[Dataset rows on where objects appear]

(begin)

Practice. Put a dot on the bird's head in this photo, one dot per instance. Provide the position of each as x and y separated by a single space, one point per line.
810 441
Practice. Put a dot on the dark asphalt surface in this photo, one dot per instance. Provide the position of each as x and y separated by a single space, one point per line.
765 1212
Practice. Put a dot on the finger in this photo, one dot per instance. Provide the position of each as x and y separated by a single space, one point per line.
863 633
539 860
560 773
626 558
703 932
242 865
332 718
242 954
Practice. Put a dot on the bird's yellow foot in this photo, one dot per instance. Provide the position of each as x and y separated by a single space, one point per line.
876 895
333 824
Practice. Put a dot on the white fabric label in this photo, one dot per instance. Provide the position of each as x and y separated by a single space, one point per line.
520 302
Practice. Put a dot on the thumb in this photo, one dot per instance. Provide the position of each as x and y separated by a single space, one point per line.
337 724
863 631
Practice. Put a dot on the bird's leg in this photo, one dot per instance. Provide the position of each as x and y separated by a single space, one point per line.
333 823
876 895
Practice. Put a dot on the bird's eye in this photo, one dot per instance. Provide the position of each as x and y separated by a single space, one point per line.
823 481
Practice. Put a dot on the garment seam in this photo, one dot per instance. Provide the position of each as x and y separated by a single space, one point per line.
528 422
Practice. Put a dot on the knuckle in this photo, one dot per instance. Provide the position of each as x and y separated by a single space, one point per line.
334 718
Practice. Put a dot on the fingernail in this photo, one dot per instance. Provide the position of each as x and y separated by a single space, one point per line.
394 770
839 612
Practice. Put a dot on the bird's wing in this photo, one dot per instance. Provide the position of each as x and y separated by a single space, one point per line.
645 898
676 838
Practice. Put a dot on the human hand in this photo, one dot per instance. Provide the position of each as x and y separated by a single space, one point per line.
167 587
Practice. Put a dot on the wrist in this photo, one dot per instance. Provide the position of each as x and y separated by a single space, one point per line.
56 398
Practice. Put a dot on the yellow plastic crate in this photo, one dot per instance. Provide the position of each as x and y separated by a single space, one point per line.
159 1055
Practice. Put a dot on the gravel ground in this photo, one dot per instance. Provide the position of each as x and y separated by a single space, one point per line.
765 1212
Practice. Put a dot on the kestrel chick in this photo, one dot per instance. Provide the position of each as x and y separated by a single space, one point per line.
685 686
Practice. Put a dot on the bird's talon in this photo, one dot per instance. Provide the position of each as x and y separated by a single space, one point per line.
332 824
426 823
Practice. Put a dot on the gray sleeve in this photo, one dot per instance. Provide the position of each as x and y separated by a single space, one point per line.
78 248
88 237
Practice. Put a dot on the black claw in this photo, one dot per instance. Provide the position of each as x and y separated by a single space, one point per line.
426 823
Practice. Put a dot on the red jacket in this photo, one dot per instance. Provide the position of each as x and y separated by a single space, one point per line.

(end)

* _WRITTEN EXERCISE_
Copy out each record from above, exactly.

* _THE ANSWER_
Practice. Put a dot on the bird's head in this photo, one dot per instance. Provide the position of each as x and y separated by a single space, one point per line.
810 441
Practice. Put a dot on the dark asphalt surface in this photo, one dot per instance. Provide the position of each as x and y separated by a single space, one point per line.
765 1212
Practice. Put a dot on the finger in this photo, one dot per instance. Provide the position of each as x and y separated by a single space, one point per line.
863 633
539 860
560 773
626 558
703 932
242 865
332 718
242 954
Practice. Put a dot on the bird's yellow foot in this photo, one dot per instance. Provide the position of each as x and y separated by a single space, one point per line.
876 895
333 824
Practice. Put a dot on the white fabric label in this photo, one dot per instance. Provide the position of each as x and y separated by a single space, one point per line.
520 302
Practice. Put a dot on the thumb in this photo, one dot per instance. Provide the position of each as x and y separated by a single space, one point per line.
337 724
863 631
Practice. Put a dot on the bird's leg in this photo, one dot per instance. Provide the position of each as x and y separated by a single space, one point per line.
333 823
876 895
Practice. Put a dot on the bird's eye in this photo, one dot per instance. Provide the position of each as x and y separated by a single space, one point per line.
823 481
Practice. Put a dot on the garment seam in this photo, one dot per instance. Provide the position of each as x and y separated by a single space, one point per line.
528 422
Practice. Put a dot on the knuckle in this photo, one dot per instance. Provide the position of each as x and y separated by a single space, one point per line.
334 718
Practice. Put a dot on the fingernail in this photo, one dot per instance. Provide the position of each as x and y separated by a single space, one point per line.
394 770
839 612
Practice. Put a dot on the bird's wing in this photo, one dot per instance. Provide the position of each as x and y separated by a single space, one point per line.
645 898
676 838
Practice. Put a dot on the human hand in this photo, one dot per instance. Provide the position of each as x and y separated by a single space, one point per line.
167 587
Practice. Put a dot on the wrist in this photo, one dot per instance. Provide the position of each as x and y separated by a single space, one point per line.
56 398
Practice. Put a dot on the yellow plastic crate in this photo, one dot per instance. Provide the position of each as x and y separated by a single space, one point per line.
159 1055
Practice. Put a dot on the gravel ground in this photo, one dot per instance. Provide the position of each as x and y separated by a single space, one point per line.
765 1212
Practice. Put a dot on the kestrel chick in this photo, one dot per instance. Provide the position of each as x and y separated by a single space, one point per line.
685 686
Practice. Put a dot on the bird's talon in this photo, one dot per instance. Provide the position of each as x and y separated by a single space, one point per line.
332 824
426 823
Practice. Put a dot on the gray sleeve in this photo, one dot per instance. Provide the position of each as x and y separated by a single space, one point per line.
78 248
88 237
Practice. Put a dot on the black claw in this photo, one dot per instance. Provide the position of each as x and y separated by a single space, one point per line.
426 823
Practice. Put a dot on the red jacket in this photo, one dot per instance. Provide the position of each as x and y separated by a single space, one point per line.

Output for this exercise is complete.